* **EXTRAIT DU DOCUMENT**
○ ○ ○ ○ ○ ○ ○

Le pain de mie sans croûte

 

Certains préfèrent leur pain de mie sans croûte. Ni une ni deux, le rayon pains de mie y pourvoit. On se jetterait par les fenêtres, les fabricants de fenêtres ôteraient les montants pour nous faciliter la tâche.

Mais revenons à nos moutons, moutons.

Harry’s se livre à ces amputations depuis 2005, observant que les bambins ont l’habitude de « découper la bande de gras qui entoure la tranche de jambon ou à ôter la croûte du fromage ». On se disait aussi : ce sont les monstres qui poussent à la consommation. Et les géniteurs jouent le jeu, trop heureux de retomber en enfance à l’heure du croque-monsieur. Où gratinent jambon découenné et gruyère pré-râpé, comme de juste.

 

La croûte, si on ne fait pas l’effort de la mâcher, c’est pas pour l’enlever soi-même hein. Heureusement que les zindustriels se plient en quatre. Jusqu’à l’aplatissement complet. De l’offre ou de la demande, on ne sait laquelle est la plus chochotte.
Mais l’indigeste dans l’histoire, c’est moins l’appât du gain que la servilité avec laquelle on suit nos moindres « besoins ». En ôtant sa croûte au pain de mie, le khâpitalisme n’a plus aucune dignité.

Le pain de mie sans croûte est une défaite de la civilisation.

 

Et ça vaut partout. Rose sans épines, raisin sans pépins, paiement sans contact. Tout ce qui nous escagasse, la main du progrès le vire pour nous. A l’heure qu’il est, l’ananas sans piquants doit probablement germer dans l’esprit malade d’un ananassier sans scrupules.

Quant au sexe sans amour vu par les zindustriels, n’importe quel pignouf sait que ça n’a qu’un lointain rapport avec la réalité. Les films porno ne gagneraient-ils pas en profondeur (sic) avec un début de scénario ?

 

A propos, relisons Goscinny.

Si vous demandez à quelqu’un ce qu’il aimerait lire, eh bien, c’est déjà fini puisque vous êtes là pour surprendre le lecteur. S’il connaît l’histoire avant vous, ça ne lui plaira pas.

Conclusion : ne soyez jamais où on vous attend.

Merci de votre attention.

 

« C’était mieux avant »

○ ○ ○ ○ ○ ○ ○

* **DONNÉES FOURNIES**
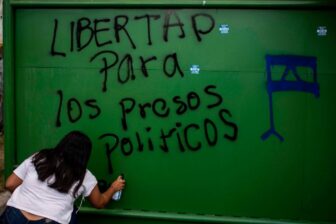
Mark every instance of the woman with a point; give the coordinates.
(46, 184)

○ ○ ○ ○ ○ ○ ○

* **EXERCICE A**
Relevez, dans le billet sur le pain de mie sans croûte, les trois exemples de choses « sans » cités juste après la phrase « Et ça vaut partout. ».
* **EXERCICE B**
D'après le billet sur le pain de mie sans croûte, depuis quelle année Harry's se livre-t-il à ces amputations ?
* **EXERCICE C**
Poursuivez le billet sur le pain de mie sans croûte à partir de sa dernière phrase.
Les lignes fournies constituent un matériau distinct du billet sur le pain de mie sans croûte.

* **RÉPONSE A**
Rose sans épines, raisin sans pépins, paiement sans contact.

* **RÉPONSE B**
Depuis 2005.

* **RÉPONSE C**
Est-ce à dire que tout périclite au fur et à mesure que l’on s’approche de la fin (c’est-à-dire 24h/24) ? Supposons que l’on prenne le continuum à rebrousse-poil et que l’on vienne au monde avec la sagesse d’un schnoque. Se mettrait-on à crier sur les toits : « ce sera mieux après » ? Non, on préfèrerait toujours ce que l’on a vécu en premier.

Mais revenons à nos moutons, moutons.

« C’était mieux avant » est l’un des leitmotivs les plus difficiles à raisonner. En deux mots, voici pourquoi.
(Z’avez le temps ou pas ?)

En sus d’être sélective, la mémoire enjolive tout, cette coquine. Philosophes et neuroscientifiques le savent bien : le souvenir est un petit être mouvant qui n’en fait qu’à sa tête et continue d’évoluer avec nous.
Ainsi, revoir un extrait de film jadis marquant s’accompagne souvent d’une déception proportionnelle au pourléchage de babines. Dans ces moments-là, comme on en veut à notre mémoire de nous avoir floués ! A tort : quand le souvenir s’est formé, nous étions tout bêtement dans d’autres dispositions.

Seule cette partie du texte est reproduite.